(Exercise brief)
Rewrite the rows below, substituting "mark" for every occurrence of "put a dot on" and keeping everything else unchanged.

(Records to use)
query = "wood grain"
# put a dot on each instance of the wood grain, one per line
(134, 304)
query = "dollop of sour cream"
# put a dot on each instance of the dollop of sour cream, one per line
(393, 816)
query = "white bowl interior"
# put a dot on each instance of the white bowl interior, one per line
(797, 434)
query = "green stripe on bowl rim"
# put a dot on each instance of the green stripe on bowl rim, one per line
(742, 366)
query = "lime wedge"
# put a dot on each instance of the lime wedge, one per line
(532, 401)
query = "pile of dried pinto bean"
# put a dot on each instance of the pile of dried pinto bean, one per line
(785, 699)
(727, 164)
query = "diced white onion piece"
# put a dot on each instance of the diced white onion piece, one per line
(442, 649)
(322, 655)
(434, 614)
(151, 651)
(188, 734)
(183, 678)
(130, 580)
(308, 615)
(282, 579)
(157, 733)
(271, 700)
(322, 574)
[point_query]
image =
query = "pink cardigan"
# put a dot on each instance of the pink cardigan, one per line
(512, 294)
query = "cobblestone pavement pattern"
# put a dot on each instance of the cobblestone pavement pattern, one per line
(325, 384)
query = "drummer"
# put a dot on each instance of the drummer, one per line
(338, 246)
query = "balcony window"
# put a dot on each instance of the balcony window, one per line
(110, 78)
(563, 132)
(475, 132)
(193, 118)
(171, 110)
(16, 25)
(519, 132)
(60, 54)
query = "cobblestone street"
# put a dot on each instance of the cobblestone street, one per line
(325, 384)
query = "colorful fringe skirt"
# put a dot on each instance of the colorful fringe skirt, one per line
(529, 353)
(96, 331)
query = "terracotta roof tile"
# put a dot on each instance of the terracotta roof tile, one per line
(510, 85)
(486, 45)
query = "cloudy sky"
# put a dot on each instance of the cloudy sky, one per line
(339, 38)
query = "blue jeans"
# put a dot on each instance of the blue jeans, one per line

(The completed task)
query = "wood grain"
# mark each instance of the wood grain, one per line
(134, 304)
query = "dollop of sour cream"
# mark each instance of the dollop of sour cream, one per line
(393, 816)
query = "white bowl interior"
# mark each instance of the white bowl interior, one per line
(797, 434)
query = "green stripe on bowl rim"
# mark each instance of the green stripe on bowl rim, one per line
(742, 366)
query = "lime wedge"
# mark each instance of the lime wedge, one per line
(532, 401)
query = "pile of dried pinto bean"
# mark each instance of the pile of dried pinto bean, one per line
(785, 699)
(727, 164)
query = "diced white onion piece"
# mark each instance of the diced white onion piece, one per line
(442, 649)
(322, 655)
(434, 614)
(151, 651)
(188, 734)
(183, 678)
(130, 580)
(308, 615)
(282, 579)
(157, 733)
(271, 700)
(322, 574)
[point_query]
image =
query = "pink cardigan"
# mark each instance of the pink cardigan, one per line
(512, 294)
query = "cobblestone pavement pattern"
# mark each instance of the cobblestone pavement pattern, one per line
(325, 384)
query = "drummer"
# mark each instance of the drummer, one per line
(338, 246)
query = "balcony window"
# mark each instance of the balcony window, one per line
(110, 78)
(563, 132)
(475, 132)
(193, 118)
(171, 110)
(16, 25)
(519, 132)
(60, 54)
query = "cobblestone street"
# mark each instance of the cobblestone street, one per line
(325, 384)
query = "colorful fringe skirt"
# mark each instance of the colorful fringe skirt, one per line
(529, 353)
(96, 331)
query = "terracotta roof tile"
# mark each instance of the terracotta roof tile, one per line
(510, 85)
(486, 45)
query = "cloudy sky"
# mark each instance of the cloudy sky, one per line
(339, 38)
query = "blue jeans"
# mark each instance of the blue jeans, one per line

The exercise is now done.